WORK TO COMPLETE -
A. Rewrite the court report from "The court heard the" to "changes quite significantly.", substituting "the pair" for "the couple".
B. According to the court report, when did the couple begin dating?

EXCERPTED PASSAGE -
>>>>
He will have to complete the Building Better Relationships course for domestic abuse offenders.
The court heard the couple had begun dating in May 2020.
The court heard Hibbert was also seen pulling and dragging Miss Molyneux by her hair, punching her in the head and shouting at her
Adam White prosecuting said: ‘She initially described the relationship as being a good one. There were arguments occasionally but sometimes, he became violent with her and it’s some time after she falls pregnant that the relationship changes quite significantly.
‘She reported the defendant routinely shouting at her. She says he set out to argue with her, often using objects as well as his fists to inflict violence. The complainant struggles to remember due to the frequency of the incidents when the first occurred. Some of those matters would be reported to the police at times. The picture she paints is of recurring violence and an abusive relationship.’
Mr White said in September last year, Hibbert was seen pulling and dragging Miss Molyneux by her hair.
Zak Brown was with his partner Jade Hewitson outside her flat when they saw Miss Molyneux and the defendant stood outside. Mr Brown said he witnessed the defendant taking hold of Miss Molyneux’s hair and pulling it around with his left hand, according to Mr White.
He heard Miss Molyneux saying, ‘Get off me! Get off me, Josh!’ He said the defendant was holding on for five to six seconds.
Mr White added: ‘It then seems the defendant noticed Mr Brown and his girlfriend watching and tried to make light of the situation. He pretended he was messing about. He put his arm around the complainant’s shoulder. Mr Brown asked the defendant what was going on. He just said he was “messing about”. The incident was never mentioned again.
<<<<
DATA LISTING -
>>>>
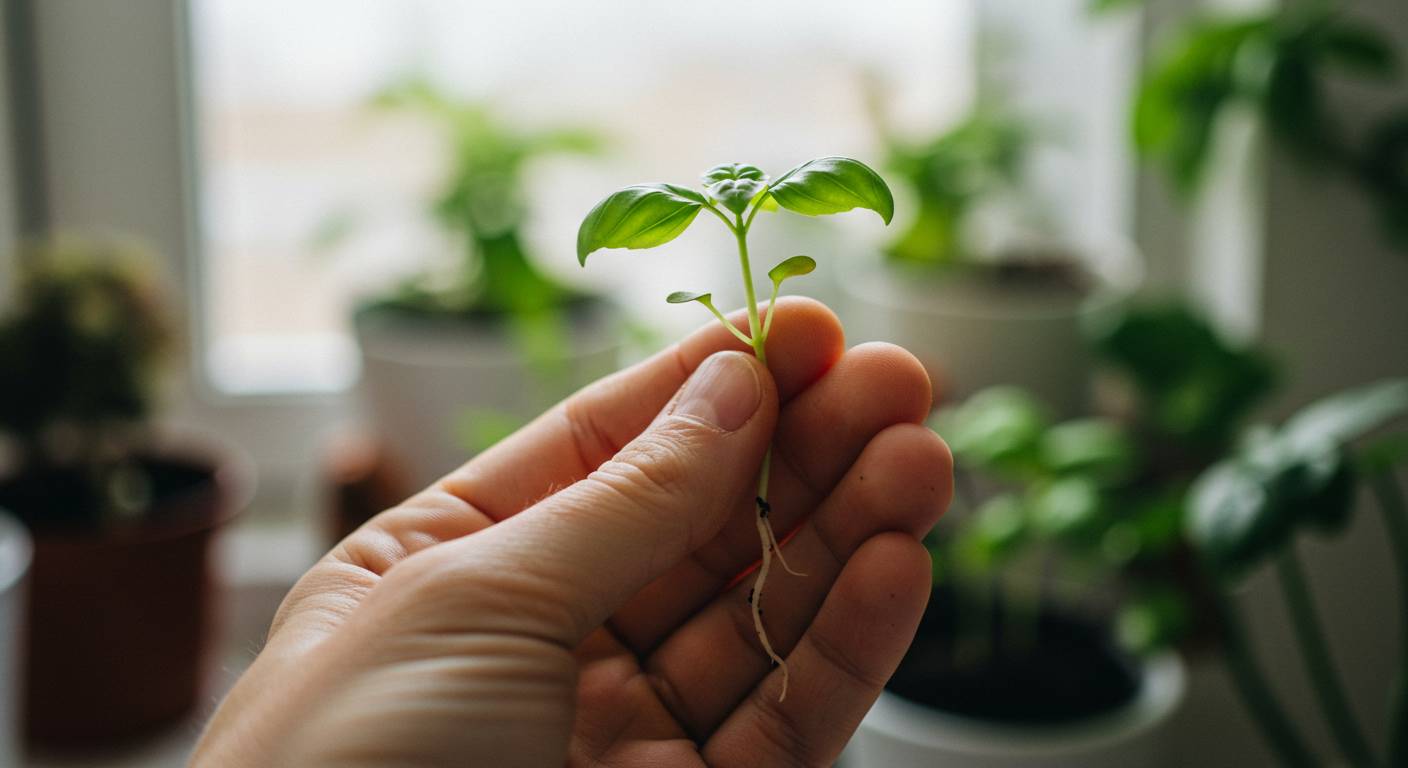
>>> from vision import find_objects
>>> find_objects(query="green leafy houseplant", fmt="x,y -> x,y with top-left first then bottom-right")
891,306 -> 1274,723
1133,1 -> 1408,249
577,156 -> 894,698
373,78 -> 601,316
0,240 -> 175,524
1186,379 -> 1408,767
<<<<
EXPECTED RESPONSES -
A.
The court heard the pair had begun dating in May 2020.
The court heard Hibbert was also seen pulling and dragging Miss Molyneux by her hair, punching her in the head and shouting at her
Adam White prosecuting said: ‘She initially described the relationship as being a good one. There were arguments occasionally but sometimes, he became violent with her and it’s some time after she falls pregnant that the relationship changes quite significantly.

B. In May 2020.